• **Task brief**: On the funding opportunities page, when is the next Coping with Drought competition scheduled?

(Beginning of Reading passage)

Funding Opportunities
NIDIS and its partners offer a variety of funding opportunities related to drought early warning research across many sectors and fields, including science, education, and technology.
Competitive Funding Opportunities
These featured competitive funding opportunities support advancing drought early warning across a variety of sectors and are offered by NIDIS and partnering agencies and organizations.
NIDIS's Coping with Drought funding competition supports research that assesses impacts of drought on agriculture, ecosystems, and water resources and develops decision support tools for regional, state, and local use.
The next Coping with Drought competition is scheduled for the summer of 2021.
Part of NOAA's Climate Program Office, the Modeling, Analysis, Predictions, and Projections (MAPP) Program hosts annual funding competitions soliciting proposals on climate-related topics. NIDIS supports drought-focused funding competitions through MAPP, focusing on improving drought monitoring and prediction systems.
This year's MAPP competitions focus on advancing climate monitoring and model diagnostic activities. Drought-focused competitions will be available in future years.
The Tribal Resilience Program (TRP) is an annual awards program that is designed to reinforce preparedness through tribally-designed resilience training, adaptation planning, vulnerability assessments, supplemental monitoring, capacity building, and youth engagement. TRP's focus lies primarily on impacts associated with harmful environmental trends on tribal and treaty trust resources, economies, infrastructure, and human health and safety.
The FY 2020 deadline for applications was March 2, 2020. View the FY 2020 Award Summary.
The U.S. Bureau of Reclamation's Drought Response Program supports a proactive approach to drought by providing assistance to water managers to develop and update comprehensive drought plans and implement projects that will build long-term resiliency to drought.
This year's deadline for applications was January 6, 2021. View the FY 2021 Drought Contingency Planning FOA.
The Federal Emergency Management Agency's (FEMA's) Hazard Mitigation Grant Program (HMGP) helps communities enact hazard mitigation measures that reduce the risk of loss of life and property from future disasters.
Building Resilient Infrastructure and Communities (BRIC) is a Federal Emergency Management Agency (FEMA) pre-disaster hazard mitigation program that supports states, local communities, tribal nations, and territories as they undertake hazard mitigation projects reducing the risks they face from disasters and natural hazards.
Featured FY 2020 Coping with Drought Research
Since 2012, NIDIS has funded more than 80 grants for research projects advancing drought early warning across a variety of sectors through the Coping with Drought Initiative and the Modeling, Analysis, Predictions, and Projections (MAPP) Program's funding competitions, in addition to supporting other drought research across sectors and regions. Below are examples of research NIDIS is currently supporting through the FY 2020 Coping with Drought funding competition. View all FY 2020 Coping with Drought awardees.

Visualizing ecological drought impacts, vulnerabilities, and drivers to inform deliberate decision-making
Droughts of the 21st century are characterized by hotter temperatures, greater spatial extent, and longer duration. Reductions in water available to natural systems are increasingly exacerbated by human water use. This situation leads to ecological impacts from drought that ripple through human communities that depend on those ecosystems for critical goods and services. Despite the high costs to both nature and people, current drought research, management, and policy perspectives often fail to evaluate how drought affects ecosystems and the “natural capital” they provide to human communities. This project will provide a foundation of understanding ecological drought vulnerability to support participatory planning processes that integrate ecological drought. The team will produce integrated science products to improve our understanding of how drought indices, landscape context, ecological condition, and human water use relate to ecological thresholds. This will allow natural resource managers and drought planners to better anticipate ecological impacts and downstream effects on human communities.

(End of Reading passage)
(Beginning of Given records)

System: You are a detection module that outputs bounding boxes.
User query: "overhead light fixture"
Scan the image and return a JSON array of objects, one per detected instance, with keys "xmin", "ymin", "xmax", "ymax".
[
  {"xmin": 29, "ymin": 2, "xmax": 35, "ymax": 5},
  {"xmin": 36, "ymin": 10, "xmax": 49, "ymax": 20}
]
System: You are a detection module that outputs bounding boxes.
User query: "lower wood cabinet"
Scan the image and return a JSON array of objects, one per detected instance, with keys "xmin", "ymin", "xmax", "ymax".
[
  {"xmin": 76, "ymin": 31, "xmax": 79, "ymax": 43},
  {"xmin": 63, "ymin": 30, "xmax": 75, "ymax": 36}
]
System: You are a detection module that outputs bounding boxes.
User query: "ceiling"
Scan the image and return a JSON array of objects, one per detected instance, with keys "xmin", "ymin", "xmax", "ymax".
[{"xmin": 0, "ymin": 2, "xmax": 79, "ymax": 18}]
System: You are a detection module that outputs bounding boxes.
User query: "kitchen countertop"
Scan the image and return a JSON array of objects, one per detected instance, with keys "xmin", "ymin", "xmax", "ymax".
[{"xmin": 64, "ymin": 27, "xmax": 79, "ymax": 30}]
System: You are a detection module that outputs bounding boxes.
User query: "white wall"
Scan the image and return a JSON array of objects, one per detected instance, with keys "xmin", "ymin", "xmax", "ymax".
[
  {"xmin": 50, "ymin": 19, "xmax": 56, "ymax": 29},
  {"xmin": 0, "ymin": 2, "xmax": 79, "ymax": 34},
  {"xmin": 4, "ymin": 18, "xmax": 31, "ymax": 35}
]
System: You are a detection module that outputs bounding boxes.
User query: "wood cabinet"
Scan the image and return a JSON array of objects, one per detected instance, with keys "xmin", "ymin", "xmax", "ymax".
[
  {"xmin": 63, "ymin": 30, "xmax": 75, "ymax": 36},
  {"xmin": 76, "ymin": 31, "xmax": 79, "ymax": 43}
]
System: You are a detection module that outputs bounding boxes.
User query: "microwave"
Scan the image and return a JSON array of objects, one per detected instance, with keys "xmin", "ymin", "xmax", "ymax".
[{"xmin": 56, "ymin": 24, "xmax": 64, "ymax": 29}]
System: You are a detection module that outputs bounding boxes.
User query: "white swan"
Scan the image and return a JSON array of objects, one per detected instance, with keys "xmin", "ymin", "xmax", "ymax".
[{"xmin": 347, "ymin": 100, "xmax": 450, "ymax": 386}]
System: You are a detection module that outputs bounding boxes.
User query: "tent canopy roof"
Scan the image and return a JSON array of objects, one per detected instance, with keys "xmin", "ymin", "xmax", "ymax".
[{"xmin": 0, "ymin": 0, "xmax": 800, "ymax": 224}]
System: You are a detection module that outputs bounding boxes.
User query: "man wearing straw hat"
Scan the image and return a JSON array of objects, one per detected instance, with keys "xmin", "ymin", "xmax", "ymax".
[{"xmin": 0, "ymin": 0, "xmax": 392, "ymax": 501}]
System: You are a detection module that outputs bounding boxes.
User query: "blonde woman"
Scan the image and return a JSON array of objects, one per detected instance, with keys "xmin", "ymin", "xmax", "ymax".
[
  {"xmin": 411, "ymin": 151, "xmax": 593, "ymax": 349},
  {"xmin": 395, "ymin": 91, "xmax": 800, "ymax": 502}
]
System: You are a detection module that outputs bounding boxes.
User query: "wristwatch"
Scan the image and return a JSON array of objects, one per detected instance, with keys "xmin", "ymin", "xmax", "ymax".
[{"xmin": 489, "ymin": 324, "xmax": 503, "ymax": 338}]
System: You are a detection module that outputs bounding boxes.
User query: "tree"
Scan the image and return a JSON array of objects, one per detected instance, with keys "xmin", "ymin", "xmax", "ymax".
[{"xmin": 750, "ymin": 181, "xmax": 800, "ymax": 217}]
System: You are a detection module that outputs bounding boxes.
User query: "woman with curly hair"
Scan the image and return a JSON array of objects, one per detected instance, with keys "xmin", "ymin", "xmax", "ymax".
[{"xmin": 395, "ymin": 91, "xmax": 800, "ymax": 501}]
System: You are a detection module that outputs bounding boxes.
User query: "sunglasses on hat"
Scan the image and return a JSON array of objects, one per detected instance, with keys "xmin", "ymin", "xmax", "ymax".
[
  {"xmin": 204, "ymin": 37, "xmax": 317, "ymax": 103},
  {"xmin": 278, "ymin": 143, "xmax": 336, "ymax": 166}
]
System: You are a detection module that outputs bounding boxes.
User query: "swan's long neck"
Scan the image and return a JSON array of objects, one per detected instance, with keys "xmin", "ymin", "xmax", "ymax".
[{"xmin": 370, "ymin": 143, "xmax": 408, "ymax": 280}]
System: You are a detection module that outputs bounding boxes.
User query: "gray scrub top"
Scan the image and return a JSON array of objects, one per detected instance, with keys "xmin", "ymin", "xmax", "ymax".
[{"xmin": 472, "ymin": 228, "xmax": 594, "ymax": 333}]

(End of Given records)

• **Result for this task**: It is scheduled for the summer of 2021.